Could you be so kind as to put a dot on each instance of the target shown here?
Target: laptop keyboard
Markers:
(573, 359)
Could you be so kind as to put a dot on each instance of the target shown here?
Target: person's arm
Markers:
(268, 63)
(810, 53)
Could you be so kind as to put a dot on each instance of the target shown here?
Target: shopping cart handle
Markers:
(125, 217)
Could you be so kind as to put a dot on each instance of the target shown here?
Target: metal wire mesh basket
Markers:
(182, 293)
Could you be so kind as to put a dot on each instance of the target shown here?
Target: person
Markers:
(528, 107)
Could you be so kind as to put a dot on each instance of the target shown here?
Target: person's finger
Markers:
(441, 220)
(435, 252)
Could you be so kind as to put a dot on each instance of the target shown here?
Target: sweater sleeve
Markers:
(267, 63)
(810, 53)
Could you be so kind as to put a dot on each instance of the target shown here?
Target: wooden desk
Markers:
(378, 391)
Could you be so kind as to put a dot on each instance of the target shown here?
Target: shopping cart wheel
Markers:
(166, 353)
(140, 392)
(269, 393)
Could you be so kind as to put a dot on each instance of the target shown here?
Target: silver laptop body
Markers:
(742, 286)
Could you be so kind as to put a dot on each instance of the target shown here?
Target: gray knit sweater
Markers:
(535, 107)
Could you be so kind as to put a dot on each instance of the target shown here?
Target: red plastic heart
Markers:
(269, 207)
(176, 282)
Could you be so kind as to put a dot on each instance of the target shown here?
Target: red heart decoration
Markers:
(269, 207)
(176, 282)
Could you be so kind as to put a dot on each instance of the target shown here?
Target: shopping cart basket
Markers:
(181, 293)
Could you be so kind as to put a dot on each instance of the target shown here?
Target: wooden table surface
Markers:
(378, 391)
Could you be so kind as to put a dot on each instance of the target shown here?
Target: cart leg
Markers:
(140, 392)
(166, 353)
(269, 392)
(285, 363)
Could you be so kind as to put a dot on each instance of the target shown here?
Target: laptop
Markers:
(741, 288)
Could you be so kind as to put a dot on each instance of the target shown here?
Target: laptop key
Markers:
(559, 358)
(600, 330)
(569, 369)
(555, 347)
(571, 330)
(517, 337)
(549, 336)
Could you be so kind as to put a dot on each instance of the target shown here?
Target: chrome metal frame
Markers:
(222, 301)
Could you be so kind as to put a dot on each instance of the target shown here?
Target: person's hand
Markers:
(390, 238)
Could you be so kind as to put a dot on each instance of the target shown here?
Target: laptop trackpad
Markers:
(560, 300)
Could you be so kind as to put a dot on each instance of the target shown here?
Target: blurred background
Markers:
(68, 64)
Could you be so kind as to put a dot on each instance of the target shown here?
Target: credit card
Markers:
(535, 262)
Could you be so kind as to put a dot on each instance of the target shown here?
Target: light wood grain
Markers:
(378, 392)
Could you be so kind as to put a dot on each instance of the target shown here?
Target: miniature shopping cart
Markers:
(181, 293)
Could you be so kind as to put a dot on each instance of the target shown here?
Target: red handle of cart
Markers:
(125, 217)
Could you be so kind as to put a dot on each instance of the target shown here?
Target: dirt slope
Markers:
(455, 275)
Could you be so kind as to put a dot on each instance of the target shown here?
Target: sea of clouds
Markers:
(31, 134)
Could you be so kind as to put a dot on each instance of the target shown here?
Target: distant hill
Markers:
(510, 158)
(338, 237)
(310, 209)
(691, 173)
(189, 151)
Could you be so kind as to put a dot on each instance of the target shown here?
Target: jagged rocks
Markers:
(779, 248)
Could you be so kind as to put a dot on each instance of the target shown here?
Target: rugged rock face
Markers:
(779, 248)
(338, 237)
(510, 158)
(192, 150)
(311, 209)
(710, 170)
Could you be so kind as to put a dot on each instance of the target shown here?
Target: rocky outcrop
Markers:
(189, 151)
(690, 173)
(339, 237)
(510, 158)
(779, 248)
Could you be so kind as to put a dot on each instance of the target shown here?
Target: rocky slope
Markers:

» **WHAT YOU NEED TO DO**
How many lines in the records above contain the string "metal", with case counting? Reply with the number alone.

» **EXERCISE OUTPUT**
2